## Short problem A:
In the data center consolidation text below, which zone is provided to partners for application servers?

The ability to consolidate workloads into a Shared Physical Infrastructure Model will enable the consolidation of 43 separate partner DCs into a single GC environment. There are three configurations that result in utilization of a shared physical infrastructure, with an additional configuration reserved for partner organizations that can justify the need/use of a dedicated physical infrastructure.
These options are:
- Shared Physical Infrastructure:
- Shared Virtual/Shared Containment Model: (default) deploy partner organizations' workloads on shared virtual platforms and consolidate workloads within shared containment areas.
- Dedicated Virtual/Shared Containment Model: In instances where partner organizations' workloads cannot (should not) be deployed within the same virtual platform but can still reside within a shared containment area, a dedicated virtual platform would be created.
- Dedicated Virtual/Dedicated Containment Model: in instances where partner organizations' workloads cannot (should not) be deployed within the same containment area, a virtual/dedicatedcontainment area would be created.
- Dedicated Physical Infrastructure:
- Dedicated Virtual/Dedicated Containment Model: for partner organizations with specific security requirementsFootnote 4 that cannot be addressed by either of the above shared physical models, a separate and dedicated physical infrastructure will be used. Requirements for dedicated infrastructure need to be supported by a business case and approved by the appropriate governance bodies.
Figure 19 identifies the containment area selection process that will be utilized to identify how workloads will be deployed.
Figure 19 : Containment Area Selection
Each containment area will be divided into zones based on CSEC's ITSG-22 Security Guidance, Network Security Zoning and SSC's Secure Domain and Zones Architecture. Figure 20 illustrates the zones that will be deployed within each physical and virtual containment area. Partners will be provided with a Public Access Zone (PAZ) for external-facing presentation servers, an Operational Zone (OZ) for internal-facing presentation servers, an Application Restricted Zone (APPRZ) for application servers (business logic) and Database Restricted Zone (DBRZ) for servers housing application data. A Restricted Extranet Zone (REZ) will also be available for presentation servers used by trusted business partners.

## Short problem B:
Show every line of the records below that contains the word "limestone".

## Information provided:
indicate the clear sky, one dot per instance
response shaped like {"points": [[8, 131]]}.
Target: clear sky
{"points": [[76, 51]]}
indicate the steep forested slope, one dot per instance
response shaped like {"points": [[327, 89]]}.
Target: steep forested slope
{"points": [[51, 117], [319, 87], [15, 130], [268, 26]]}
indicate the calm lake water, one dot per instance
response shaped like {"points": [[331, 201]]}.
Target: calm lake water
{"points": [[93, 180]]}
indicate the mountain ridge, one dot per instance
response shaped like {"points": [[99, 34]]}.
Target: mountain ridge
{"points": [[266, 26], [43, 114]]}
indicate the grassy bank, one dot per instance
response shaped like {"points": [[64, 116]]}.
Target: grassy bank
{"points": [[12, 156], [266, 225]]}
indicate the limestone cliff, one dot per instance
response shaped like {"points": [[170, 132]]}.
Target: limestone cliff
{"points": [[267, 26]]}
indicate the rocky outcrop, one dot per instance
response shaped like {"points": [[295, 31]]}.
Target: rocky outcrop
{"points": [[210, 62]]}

---

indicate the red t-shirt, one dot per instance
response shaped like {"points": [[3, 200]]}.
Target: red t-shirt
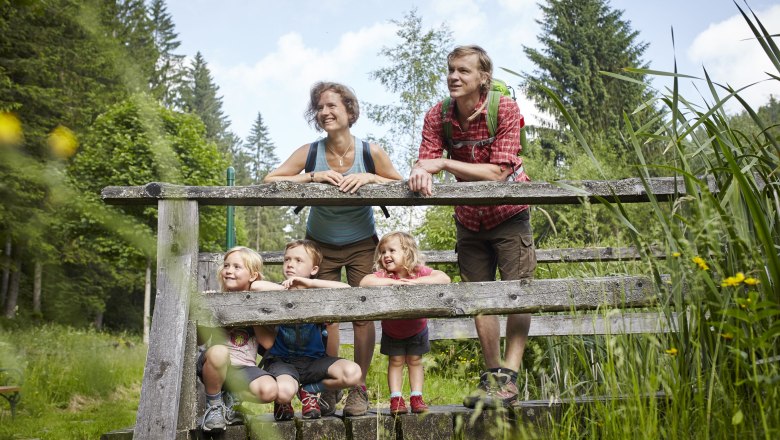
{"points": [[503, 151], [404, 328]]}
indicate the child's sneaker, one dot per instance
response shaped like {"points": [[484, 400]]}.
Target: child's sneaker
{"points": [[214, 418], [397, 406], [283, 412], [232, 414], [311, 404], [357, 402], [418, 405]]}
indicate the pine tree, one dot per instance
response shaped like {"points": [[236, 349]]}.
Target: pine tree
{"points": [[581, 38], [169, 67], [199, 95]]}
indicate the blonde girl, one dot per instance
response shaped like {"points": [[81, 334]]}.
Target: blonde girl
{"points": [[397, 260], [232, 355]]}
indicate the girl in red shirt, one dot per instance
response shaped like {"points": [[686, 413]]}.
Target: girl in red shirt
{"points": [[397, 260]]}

* * *

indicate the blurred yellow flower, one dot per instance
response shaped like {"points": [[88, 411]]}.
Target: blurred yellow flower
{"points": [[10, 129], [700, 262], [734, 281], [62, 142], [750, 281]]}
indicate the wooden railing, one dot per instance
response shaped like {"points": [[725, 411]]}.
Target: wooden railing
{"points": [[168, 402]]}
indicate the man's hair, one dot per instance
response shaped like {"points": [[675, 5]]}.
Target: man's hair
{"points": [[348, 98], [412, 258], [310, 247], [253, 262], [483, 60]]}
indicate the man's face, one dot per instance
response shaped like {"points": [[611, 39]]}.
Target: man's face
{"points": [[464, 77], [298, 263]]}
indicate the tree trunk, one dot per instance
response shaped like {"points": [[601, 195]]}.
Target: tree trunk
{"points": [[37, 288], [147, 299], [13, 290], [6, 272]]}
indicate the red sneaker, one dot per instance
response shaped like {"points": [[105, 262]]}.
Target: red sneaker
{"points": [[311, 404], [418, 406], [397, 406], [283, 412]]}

## Full response A:
The Application Restricted Zone (APPRZ).

## Full response B:
indicate the limestone cliff, one dot per instance
Target: limestone cliff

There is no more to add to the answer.